═════ Extrait du document ═════

Figure 2. Une unité conservatoire: exemple dans l’est de la France.

En hachuré, le noyau d’une surface minimum de 5 ha (ici 16 ha). Autour, limitée par le trait noir, la zone d’isolement (218 ha) dans laquelle aucune source allochtone de hêtre n’a été installée. La partie nord du noyau et plusieurs parcelles d’isolement ont été très touchées par la tempête de Noël 1999.

Pour les espèces pionnières (Populus nigra dans la ripisylve, par exemple), on s’appuie sur la gestion d’écosystèmes au niveau de sites protégés (ce qui ne veut pas dire non gérés). Les trois objectifs précédents s’ajoutent alors aux autres objectifs assignés à ces sites, mais la faisabilité d’une gestion multi-objectifs de ce type reste à vérifier. Une espèce pionnière, comme le peuplier noir, ne peut en effet se maintenir à terme sans perturbation du milieu. Il revient au gestionnaire, dans le plan de gestion ou d’utilisation de l’aire protégée, de hiérarchiser dans le temps ses objectifs.

Pour les espèces disséminées (l’alisier torminal Sorbus torminalis constitue une essence pilote), la notion d’unité conservatoire et le concept même du réseau restent à définir. Pour obtenir 500 reproducteurs, une surface considérable doit être envisagée: probablement un massif entier ou même une région. L’objectif 3 pourra difficilement être atteint si des plantations d’alisier torminal allochtone sont réalisées dans le massif ou à proximité. S’il était envisagé de soumettre cette espèce à la réglementation sur le matériel forestier de reproduction, il faudrait certainement morceler l’aire française pour limiter les transferts. Dans tous les cas, des réflexions complémentaires s’imposent, ainsi probablement que la prise en compte de solutions moins rigides que les parcelles établies pour les espèces sociales, ou faisant appel à une tenure ou une gestion plus diversifiée.

Une autre question intéressante a été soulevée suite aux dégâts de forêt provoqués par les tempêtes de décembre 1999: comment traiter et régénérer des parcelles fortement touchées? Le critère principal est le nombre de reproducteurs. S’il est trop faible, la génération suivante pourrait ne pas répondre aux trois objectifs cités plus haut. Dans cette situation, qui se présente précisément pour le noyau de l’unité conservatoire montré à la figure 2, on pourrait recommander d’éliminer les rares semenciers subsistants - chacun d’eux pouvant jouer un rôle beaucoup trop important dans la composition de la génération suivante - pour laisser se reproduire les semenciers du pourtour et, si la zone dévastée est trop importante, envisager une récolte de graines dans une ceinture entourant le noyau pour le reconstituer par plantation de semis.

═════ Données recueillies ═════

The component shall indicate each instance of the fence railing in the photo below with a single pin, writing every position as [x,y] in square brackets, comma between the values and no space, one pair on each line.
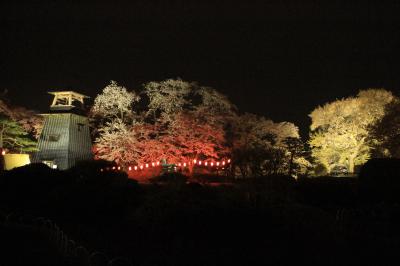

═════

Relevez toutes les surfaces exprimées en hectares dans l'extrait sur les unités conservatoires.

5 ha, 16 ha, 218 ha